• _Stated problem_
List every line of the entries below that contains the string "lapel". Case matters.
++++++++
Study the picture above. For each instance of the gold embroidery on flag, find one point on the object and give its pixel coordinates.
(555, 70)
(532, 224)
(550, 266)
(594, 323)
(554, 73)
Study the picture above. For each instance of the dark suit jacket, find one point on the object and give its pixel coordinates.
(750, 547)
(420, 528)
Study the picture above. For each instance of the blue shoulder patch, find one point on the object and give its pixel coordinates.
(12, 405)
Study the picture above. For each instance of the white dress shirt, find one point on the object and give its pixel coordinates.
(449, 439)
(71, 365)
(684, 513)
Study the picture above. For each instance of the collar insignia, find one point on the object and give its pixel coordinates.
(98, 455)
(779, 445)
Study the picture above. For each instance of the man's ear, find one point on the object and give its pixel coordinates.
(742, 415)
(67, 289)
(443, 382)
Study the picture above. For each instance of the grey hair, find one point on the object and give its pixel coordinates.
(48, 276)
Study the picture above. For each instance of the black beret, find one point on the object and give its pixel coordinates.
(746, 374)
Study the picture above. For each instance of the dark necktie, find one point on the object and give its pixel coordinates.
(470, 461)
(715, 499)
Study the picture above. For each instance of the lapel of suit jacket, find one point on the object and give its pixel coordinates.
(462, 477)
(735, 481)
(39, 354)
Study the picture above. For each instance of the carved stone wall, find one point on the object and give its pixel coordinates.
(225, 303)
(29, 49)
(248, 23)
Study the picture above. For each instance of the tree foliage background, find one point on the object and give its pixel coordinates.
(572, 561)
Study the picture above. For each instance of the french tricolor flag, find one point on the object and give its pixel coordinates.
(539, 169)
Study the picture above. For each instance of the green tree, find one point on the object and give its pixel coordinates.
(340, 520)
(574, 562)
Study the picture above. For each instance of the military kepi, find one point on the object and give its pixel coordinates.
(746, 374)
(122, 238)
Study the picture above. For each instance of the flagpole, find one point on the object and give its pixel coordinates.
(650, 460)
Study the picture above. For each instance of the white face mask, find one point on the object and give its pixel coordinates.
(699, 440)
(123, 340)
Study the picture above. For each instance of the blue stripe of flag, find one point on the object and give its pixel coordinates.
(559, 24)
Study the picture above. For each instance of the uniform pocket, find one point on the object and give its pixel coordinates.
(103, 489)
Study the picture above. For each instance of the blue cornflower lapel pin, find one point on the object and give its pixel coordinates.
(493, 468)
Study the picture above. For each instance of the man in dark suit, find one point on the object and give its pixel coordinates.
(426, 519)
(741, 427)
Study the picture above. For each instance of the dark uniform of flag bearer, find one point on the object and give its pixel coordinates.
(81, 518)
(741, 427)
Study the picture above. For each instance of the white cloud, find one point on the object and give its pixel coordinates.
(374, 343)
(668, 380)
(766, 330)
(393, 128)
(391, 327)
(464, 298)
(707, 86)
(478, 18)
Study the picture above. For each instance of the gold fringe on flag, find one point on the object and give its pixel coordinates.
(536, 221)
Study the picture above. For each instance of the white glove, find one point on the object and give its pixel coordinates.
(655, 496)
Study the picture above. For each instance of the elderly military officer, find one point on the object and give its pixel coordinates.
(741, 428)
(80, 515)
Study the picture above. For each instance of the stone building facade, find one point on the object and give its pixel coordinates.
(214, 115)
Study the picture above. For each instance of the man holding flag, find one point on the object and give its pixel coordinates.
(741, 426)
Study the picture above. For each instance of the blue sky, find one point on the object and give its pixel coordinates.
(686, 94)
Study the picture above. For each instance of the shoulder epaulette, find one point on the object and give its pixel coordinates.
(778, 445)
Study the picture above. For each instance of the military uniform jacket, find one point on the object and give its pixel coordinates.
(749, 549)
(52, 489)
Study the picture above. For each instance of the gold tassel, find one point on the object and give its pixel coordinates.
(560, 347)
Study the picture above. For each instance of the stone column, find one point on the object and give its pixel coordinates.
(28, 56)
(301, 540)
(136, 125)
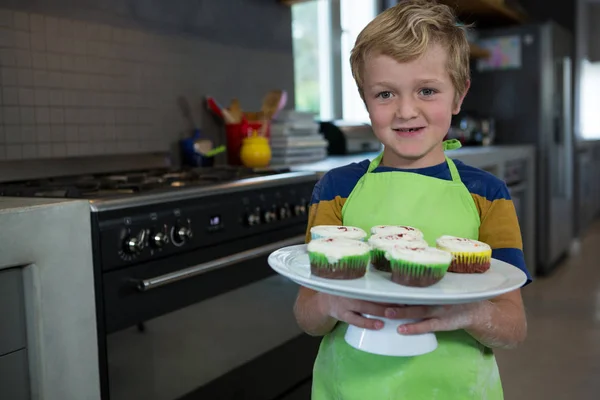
++++++++
• _Written reply_
Study the picture above. For each instance of the lapel of suit jacket, find one point on the object and give its pixel coordinates.
Study the picture above. For each instance of the blue cornflower lapel pin, find one point on the object and give its pixel coordinates.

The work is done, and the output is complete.